- WRITTEN TASK:
Count the lines in the entries that contain the string "calf", and give only the number.

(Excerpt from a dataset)
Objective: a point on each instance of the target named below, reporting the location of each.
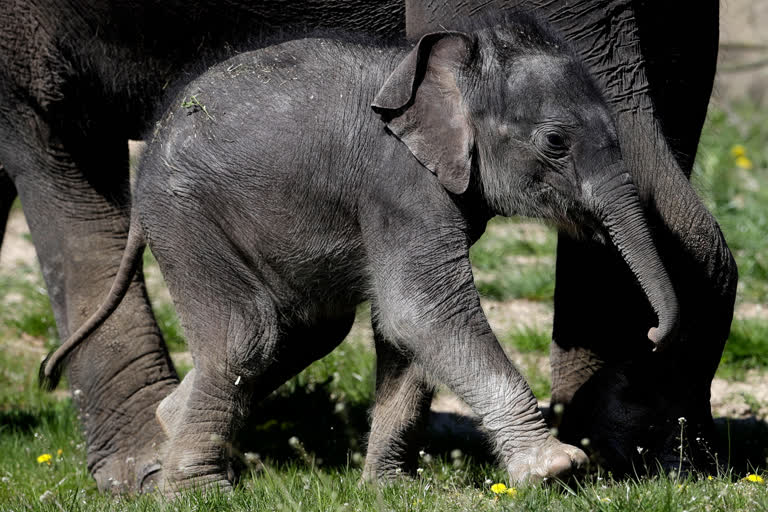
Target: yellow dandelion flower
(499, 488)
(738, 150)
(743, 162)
* * *
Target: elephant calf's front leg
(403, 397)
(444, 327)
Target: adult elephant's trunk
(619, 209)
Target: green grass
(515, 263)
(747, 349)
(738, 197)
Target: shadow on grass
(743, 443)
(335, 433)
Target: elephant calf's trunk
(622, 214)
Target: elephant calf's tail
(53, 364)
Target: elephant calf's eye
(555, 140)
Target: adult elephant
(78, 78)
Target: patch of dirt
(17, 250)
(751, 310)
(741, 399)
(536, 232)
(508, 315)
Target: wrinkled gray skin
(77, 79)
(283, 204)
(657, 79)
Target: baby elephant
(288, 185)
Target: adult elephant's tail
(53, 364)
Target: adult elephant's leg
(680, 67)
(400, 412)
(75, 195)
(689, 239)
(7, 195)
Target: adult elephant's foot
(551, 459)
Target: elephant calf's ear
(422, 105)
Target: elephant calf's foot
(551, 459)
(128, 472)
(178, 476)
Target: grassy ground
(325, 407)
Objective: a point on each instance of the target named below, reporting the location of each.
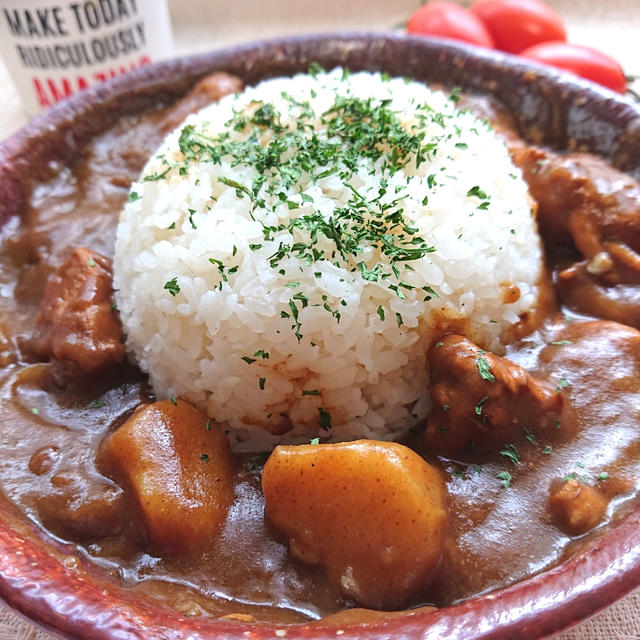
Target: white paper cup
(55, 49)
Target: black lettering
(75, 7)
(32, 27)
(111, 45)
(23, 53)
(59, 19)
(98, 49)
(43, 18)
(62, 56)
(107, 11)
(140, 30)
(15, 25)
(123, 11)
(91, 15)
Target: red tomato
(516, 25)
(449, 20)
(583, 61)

- THE RESPONSE:
6